The runtime sees assistant events rather than raw provider deltas.
Claw Provider Shape
async def claw_stream_request(provider_client, runtime_request):
provider_request = translate_to_provider_request(runtime_request)
stream = await provider_client.stream_message(provider_request)
events = []
async for provider_event in stream:
event = normalize_provider_event(provider_event)
events.append(event)
return events
This shape keeps ConversationRuntime provider-agnostic. The runtime asks for a
stream of assistant events and then builds the assistant message and tool uses
from those events.
Tool Calls Across Providers
Providers represent tool calls differently. A runtime needs a stable internal format:
class NormalizedToolCall:
id: str
name: str
arguments: dict
raw_provider_item: object
def normalize_tool_call(provider_item):
if provider_item.api == "responses":
return NormalizedToolCall(
id=provider_item.call_id,
name=provider_item.name,
arguments=parse_json(provider_item.arguments),
)
if provider_item.api == "anthropic_messages":
return NormalizedToolCall(
id=provider_item.id,
name=provider_item.name,
arguments=provider_item.input,
)
This is what lets the same tool registry work regardless of provider-specific wire format.
Usage And Cost Tracking
Agents must track usage because long coding sessions can be expensive. Usage tracking also helps compaction decisions.
def record_usage(session, usage_event, pricing):
input_cost = usage_event.input_tokens * pricing.input_per_token
output_cost = usage_event.output_tokens * pricing.output_per_token
session.usage.input_tokens += usage_event.input_tokens
session.usage.output_tokens += usage_event.output_tokens
session.usage.estimated_cost += input_cost + output_cost
Codex records token counts and emits token events through the session protocol. Claw has a usage tracker and model pricing helpers.
Prompt Caching
Prompt caching rewards stable prompt prefixes. The model integration layer has to preserve enough identity across requests for the provider to reuse cached content.
def cache_key_for_session(session):
return f"agent-thread:{session.thread_id}"
def split_prompt_for_cache(prompt):
return {
"stable_prefix": prompt.before_dynamic_boundary,
"dynamic_suffix": prompt.after_dynamic_boundary,
}
Codex uses provider request metadata such as a prompt cache key. Claw's prompt builder includes a dynamic boundary so stable Claude-style prompt sections can be separated from volatile context.

····················

Task set -
1. Say whether each statement agrees with the text on model providers. For each, answer yes or no and quote the words of the text that decide it.
(a) The runtime works directly with raw provider deltas.
(b) Usage tracking helps with compaction decisions.
(c) Claw's prompt builder has no dynamic boundary.
2. From the text on model providers, copy the part that opens with the words containing "stream = await" and closes with "from those events.".

Data extracts -

····················

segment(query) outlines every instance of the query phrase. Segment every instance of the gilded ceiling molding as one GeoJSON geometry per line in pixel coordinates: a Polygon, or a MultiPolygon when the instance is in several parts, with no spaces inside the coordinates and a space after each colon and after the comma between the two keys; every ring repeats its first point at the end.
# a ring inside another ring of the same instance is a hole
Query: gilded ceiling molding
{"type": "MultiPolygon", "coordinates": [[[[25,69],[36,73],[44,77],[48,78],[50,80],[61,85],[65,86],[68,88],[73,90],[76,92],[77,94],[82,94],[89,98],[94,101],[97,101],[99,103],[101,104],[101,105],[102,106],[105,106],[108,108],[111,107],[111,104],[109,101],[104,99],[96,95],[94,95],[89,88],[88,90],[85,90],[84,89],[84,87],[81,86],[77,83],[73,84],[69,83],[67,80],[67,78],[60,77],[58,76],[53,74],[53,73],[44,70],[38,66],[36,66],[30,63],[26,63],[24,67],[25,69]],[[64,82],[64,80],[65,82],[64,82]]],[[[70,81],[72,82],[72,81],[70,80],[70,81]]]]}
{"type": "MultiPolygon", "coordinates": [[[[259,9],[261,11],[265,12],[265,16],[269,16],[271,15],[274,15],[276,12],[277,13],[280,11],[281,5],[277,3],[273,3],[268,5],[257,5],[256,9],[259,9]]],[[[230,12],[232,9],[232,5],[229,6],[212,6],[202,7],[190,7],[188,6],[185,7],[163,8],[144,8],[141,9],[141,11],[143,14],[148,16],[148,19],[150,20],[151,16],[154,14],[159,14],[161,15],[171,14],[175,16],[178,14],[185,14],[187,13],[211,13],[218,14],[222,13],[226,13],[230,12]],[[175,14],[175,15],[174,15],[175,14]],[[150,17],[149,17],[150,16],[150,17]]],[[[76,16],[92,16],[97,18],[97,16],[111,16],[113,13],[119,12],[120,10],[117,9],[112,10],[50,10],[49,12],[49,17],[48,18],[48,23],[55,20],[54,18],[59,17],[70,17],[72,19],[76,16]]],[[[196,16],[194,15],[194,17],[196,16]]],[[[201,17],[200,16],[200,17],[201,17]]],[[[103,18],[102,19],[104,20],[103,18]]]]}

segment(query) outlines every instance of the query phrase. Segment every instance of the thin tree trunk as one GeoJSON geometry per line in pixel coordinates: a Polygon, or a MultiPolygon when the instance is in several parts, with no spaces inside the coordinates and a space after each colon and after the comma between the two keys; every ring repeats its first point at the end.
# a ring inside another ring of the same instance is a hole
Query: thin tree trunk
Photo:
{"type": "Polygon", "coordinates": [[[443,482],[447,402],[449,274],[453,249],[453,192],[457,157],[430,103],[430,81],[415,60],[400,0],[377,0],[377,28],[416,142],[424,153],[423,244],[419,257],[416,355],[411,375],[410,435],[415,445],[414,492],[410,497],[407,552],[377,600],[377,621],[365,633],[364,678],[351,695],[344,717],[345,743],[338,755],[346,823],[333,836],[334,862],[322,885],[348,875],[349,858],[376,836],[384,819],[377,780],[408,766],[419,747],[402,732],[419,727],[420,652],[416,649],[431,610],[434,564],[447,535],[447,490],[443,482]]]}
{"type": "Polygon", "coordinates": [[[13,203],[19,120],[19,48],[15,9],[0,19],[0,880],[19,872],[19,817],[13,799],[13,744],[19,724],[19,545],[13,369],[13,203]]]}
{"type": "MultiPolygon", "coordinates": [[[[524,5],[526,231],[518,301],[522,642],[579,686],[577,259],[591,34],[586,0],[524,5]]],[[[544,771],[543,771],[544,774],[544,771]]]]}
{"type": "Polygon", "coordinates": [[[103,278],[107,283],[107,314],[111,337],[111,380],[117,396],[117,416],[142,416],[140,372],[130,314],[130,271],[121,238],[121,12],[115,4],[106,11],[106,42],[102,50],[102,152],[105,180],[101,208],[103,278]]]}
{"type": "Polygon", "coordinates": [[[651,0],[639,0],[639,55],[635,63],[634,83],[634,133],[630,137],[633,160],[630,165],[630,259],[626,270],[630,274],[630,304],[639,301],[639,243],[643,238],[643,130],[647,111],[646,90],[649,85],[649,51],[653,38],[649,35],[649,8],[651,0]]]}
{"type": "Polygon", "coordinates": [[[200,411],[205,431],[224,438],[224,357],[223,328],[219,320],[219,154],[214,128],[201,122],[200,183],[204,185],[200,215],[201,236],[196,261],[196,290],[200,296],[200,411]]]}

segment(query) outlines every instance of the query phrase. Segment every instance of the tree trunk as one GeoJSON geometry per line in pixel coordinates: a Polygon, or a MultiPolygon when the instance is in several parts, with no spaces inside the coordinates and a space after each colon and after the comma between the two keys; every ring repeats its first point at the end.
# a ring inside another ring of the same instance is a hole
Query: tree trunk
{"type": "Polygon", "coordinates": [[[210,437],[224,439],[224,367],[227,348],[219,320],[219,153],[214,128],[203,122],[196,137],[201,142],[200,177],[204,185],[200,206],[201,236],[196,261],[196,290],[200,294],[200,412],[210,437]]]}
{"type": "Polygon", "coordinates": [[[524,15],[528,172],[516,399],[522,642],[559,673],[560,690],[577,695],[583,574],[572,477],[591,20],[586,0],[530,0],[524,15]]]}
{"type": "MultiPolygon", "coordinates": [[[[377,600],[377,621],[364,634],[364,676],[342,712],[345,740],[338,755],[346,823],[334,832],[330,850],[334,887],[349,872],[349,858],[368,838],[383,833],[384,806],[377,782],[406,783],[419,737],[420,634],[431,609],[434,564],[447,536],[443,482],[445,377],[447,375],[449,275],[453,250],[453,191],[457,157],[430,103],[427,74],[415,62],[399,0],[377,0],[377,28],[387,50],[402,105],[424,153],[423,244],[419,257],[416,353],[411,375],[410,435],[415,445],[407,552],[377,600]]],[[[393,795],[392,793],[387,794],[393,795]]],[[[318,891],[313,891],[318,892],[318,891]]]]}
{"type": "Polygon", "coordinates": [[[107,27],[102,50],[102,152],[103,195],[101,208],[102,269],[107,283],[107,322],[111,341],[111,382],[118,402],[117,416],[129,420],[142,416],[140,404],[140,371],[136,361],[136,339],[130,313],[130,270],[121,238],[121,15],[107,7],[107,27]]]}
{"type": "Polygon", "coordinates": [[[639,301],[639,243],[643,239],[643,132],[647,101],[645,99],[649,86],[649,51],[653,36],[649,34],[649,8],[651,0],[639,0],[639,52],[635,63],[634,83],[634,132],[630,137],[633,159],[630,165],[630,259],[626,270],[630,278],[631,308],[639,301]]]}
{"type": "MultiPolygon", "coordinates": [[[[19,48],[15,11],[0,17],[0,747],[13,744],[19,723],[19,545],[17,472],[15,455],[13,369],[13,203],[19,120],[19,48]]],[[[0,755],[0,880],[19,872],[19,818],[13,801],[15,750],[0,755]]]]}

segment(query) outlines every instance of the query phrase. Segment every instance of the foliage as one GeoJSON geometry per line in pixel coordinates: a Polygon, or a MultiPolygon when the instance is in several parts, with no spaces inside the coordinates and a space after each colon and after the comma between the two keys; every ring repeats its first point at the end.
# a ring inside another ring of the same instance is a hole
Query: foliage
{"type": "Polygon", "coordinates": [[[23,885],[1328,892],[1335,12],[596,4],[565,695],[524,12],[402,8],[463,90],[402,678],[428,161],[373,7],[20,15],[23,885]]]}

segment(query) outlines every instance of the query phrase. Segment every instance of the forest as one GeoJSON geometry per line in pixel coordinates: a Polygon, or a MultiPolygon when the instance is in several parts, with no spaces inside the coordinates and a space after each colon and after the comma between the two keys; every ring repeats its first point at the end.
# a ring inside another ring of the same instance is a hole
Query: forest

····················

Exercise answers -
1.
(a) No: "The runtime sees assistant events rather than raw provider deltas."
(b) Yes: "Usage tracking also helps compaction decisions."
(c) No: "Claw's prompt builder includes a dynamic boundary"

2.
stream = await provider_client.stream_message(provider_request)
events = []
async for provider_event in stream:
event = normalize_provider_event(provider_event)
events.append(event)
return events
This shape keeps ConversationRuntime provider-agnostic. The runtime asks for a
stream of assistant events and then builds the assistant message and tool uses
from those events.